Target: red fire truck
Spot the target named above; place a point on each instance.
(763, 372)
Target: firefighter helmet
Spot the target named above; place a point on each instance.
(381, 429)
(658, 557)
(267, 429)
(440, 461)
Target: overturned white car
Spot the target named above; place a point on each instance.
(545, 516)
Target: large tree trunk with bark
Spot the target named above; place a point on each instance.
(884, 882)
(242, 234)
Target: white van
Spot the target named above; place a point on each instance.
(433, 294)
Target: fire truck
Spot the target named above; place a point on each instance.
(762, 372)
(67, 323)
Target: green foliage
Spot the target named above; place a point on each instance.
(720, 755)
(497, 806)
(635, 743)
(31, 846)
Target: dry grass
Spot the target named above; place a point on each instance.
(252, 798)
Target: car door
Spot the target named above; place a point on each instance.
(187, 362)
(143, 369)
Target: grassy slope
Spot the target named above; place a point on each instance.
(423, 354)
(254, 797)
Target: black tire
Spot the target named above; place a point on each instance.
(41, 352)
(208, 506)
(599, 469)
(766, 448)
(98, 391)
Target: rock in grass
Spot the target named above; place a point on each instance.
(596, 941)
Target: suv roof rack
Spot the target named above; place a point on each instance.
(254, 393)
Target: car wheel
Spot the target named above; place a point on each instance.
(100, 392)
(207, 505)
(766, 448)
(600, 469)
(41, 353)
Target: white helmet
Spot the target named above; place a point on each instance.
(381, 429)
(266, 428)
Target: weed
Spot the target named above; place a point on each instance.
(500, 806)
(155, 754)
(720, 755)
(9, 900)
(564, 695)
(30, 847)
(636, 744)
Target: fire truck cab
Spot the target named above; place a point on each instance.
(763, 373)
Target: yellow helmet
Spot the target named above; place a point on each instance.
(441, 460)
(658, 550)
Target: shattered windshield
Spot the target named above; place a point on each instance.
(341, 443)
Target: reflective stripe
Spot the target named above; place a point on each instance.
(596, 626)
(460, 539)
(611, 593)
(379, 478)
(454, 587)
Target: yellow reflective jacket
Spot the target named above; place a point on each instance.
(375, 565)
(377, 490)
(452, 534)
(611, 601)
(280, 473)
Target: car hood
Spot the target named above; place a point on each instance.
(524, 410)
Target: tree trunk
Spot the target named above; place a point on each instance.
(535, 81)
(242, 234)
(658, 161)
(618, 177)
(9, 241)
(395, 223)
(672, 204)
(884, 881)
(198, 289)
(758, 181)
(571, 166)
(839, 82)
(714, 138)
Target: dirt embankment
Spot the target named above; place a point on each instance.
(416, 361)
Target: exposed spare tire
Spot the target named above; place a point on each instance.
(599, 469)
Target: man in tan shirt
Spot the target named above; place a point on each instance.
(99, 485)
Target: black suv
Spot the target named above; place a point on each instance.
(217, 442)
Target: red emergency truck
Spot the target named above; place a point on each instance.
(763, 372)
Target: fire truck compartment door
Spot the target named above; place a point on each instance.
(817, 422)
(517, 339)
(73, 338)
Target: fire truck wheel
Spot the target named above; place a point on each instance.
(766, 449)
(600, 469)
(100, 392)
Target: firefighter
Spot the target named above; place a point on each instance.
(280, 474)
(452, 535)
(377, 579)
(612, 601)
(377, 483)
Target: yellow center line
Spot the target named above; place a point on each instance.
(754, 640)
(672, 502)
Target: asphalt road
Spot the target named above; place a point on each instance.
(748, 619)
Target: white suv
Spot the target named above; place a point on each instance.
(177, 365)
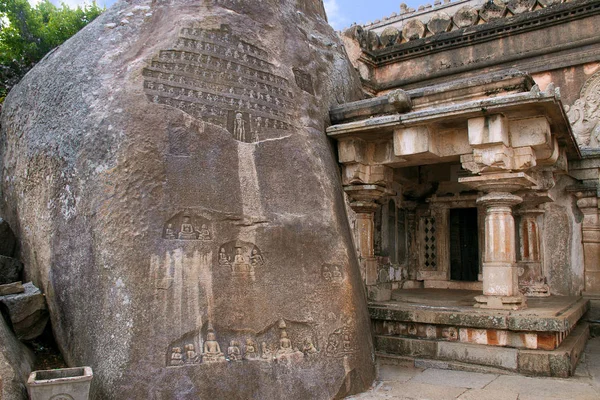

• **YOUR GOAL**: Copy everything from the line containing "Target: black suv" down to the end of the data, shifting every coordinate by adding 37 to each number. Leave out the pictures.

• **EXERCISE ANSWER**:
Target: black suv
Spot the target named above; place a point on each instance.
(254, 479)
Target: red emergency truck
Spot the target named above; place a point on each instance.
(800, 409)
Target: fire truck compartment door
Spot the target named above; place a point on each instance.
(854, 459)
(554, 376)
(110, 375)
Target: fire truck wheel
Spot the target named above; place a point on each instance.
(803, 486)
(637, 506)
(137, 429)
Target: firefighter
Spot the target named above; place a point on each instance.
(317, 511)
(489, 572)
(414, 616)
(649, 638)
(414, 520)
Target: yellow center line
Spot the target named above; place a point on each instance.
(791, 677)
(709, 539)
Target: asphalt road
Spot the target named above; place a point on each instance.
(785, 656)
Target: white suv
Spot the target named above; place a point on each instance.
(214, 402)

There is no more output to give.